▶ _WHAT YOU SHOULD DO_
Write out the data again in full, exactly as it reads.

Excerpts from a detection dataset
## Start

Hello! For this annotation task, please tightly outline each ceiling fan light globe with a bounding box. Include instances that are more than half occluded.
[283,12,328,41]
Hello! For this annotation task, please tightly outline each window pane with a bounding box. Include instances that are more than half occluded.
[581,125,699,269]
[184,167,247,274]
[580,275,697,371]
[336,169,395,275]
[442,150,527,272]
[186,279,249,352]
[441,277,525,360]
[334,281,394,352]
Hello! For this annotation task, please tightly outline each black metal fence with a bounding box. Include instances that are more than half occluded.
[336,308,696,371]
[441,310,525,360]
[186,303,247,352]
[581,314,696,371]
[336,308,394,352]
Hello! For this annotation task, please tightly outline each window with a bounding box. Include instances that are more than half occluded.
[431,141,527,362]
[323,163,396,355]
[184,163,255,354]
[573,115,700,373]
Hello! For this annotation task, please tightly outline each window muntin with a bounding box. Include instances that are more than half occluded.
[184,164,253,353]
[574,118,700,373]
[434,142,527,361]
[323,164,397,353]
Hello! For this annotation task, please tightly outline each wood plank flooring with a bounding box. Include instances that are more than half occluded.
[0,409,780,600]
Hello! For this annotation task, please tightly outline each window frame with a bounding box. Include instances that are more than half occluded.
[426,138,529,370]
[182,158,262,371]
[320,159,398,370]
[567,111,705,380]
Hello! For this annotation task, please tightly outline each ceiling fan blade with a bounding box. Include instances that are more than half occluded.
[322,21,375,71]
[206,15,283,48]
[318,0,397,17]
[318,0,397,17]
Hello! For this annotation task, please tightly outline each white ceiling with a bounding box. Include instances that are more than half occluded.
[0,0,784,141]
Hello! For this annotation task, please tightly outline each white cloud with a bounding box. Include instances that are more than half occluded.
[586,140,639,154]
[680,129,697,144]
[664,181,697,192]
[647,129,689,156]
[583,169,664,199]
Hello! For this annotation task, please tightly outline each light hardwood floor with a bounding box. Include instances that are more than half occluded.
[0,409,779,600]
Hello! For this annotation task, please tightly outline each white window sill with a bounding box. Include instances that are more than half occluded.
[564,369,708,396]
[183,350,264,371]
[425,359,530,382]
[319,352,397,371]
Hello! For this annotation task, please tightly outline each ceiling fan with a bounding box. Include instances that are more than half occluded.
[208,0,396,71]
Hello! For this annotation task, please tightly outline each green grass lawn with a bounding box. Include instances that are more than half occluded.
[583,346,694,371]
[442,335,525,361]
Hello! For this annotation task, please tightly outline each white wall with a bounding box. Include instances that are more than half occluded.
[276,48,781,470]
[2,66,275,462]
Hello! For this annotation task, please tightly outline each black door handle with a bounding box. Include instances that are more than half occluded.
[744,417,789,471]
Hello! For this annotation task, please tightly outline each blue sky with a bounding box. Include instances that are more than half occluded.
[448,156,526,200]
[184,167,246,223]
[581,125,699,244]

## End

▶ _REPLY_
Hello! For this annotation task, please tightly outline each ceiling fan light globe with a bounding box. Include instances that are more than half occluded.
[283,12,328,41]
Hello! For this annotation task, please tightly outline each window pane with a bounding box. Include instances that are more than half occluded.
[581,125,699,269]
[184,167,247,274]
[580,275,697,371]
[336,169,395,275]
[442,150,527,272]
[186,279,249,352]
[441,277,525,360]
[334,281,394,352]
Hello! For this annotation task, please tightly outline each black metal fence with a bounding box. Include instances that are more than half occluded.
[336,308,696,371]
[441,310,525,360]
[186,303,247,352]
[581,314,696,371]
[336,308,394,352]
Hello! For this annotation task, please tightly outline each window with a bounding box. Include instances that are more than half occluded.
[431,141,527,362]
[323,163,396,355]
[184,163,255,354]
[573,115,700,373]
Hello! For this annotation task, please tightly outline each window muntin with a bounding box. Include instances that are more than half occluded.
[184,164,253,353]
[574,118,700,373]
[434,142,527,361]
[323,164,397,353]
Hello! For this annotation task, please tightly outline each wood plank flooring with a bounding box. Include instances that are more than half occluded.
[0,409,780,600]
Hello! For this annotation task, please tightly outline each window frame with a bounding box. Include instances that are more than half occluded.
[426,138,529,370]
[182,158,262,371]
[320,159,398,370]
[567,111,705,380]
Hello! For this annotation task, please tightly outline each ceiling fan blade with a bounding box. Include instances that are more than half occluded.
[322,21,375,71]
[206,15,283,48]
[318,0,397,17]
[318,0,397,17]
Hello! For this annotation task, please tightly outline each white ceiling with a bounding box. Include instances that are more than half occluded.
[0,0,784,141]
Hello! For this annotation task, please tightly outline each white cloud with a bounding box. Include instances that are more than half occluded.
[586,140,639,154]
[680,129,697,144]
[664,181,697,192]
[647,129,689,156]
[583,169,664,199]
Hello! For this annotation task, please tightly outline each light hardwood floor with a bounding box. Include instances that are more than half occluded.
[0,409,779,600]
Hello! For this annotation task, please tightly outline each white window sill with a bounding box. Include instances that are more than half occluded.
[564,369,708,396]
[183,350,264,371]
[425,359,530,382]
[319,352,397,371]
Hello! For this annotation task, please tightly outline each ceiling fan with a bounding box. Include instances that are more than half occluded.
[208,0,396,71]
Hello! For this annotation task, please tightly outline each green grass lawn with a bounding box. Include instances that are more than half occluded.
[583,346,694,371]
[442,335,525,361]
Hello! For this annotation task, please tightly outline each white wall with a bounding box. Include instances that are more than half occluded.
[276,48,781,470]
[2,66,275,462]
Hello! For this annotation task, please tightly outline each black door handle with a bounding box. Include instances that are more than half occluded.
[744,417,789,471]
Hello! For this annotation task, please tightly outline each blue sky with a bounding box. Include instances that are more than half occluded.
[448,156,526,200]
[184,167,246,223]
[581,125,699,244]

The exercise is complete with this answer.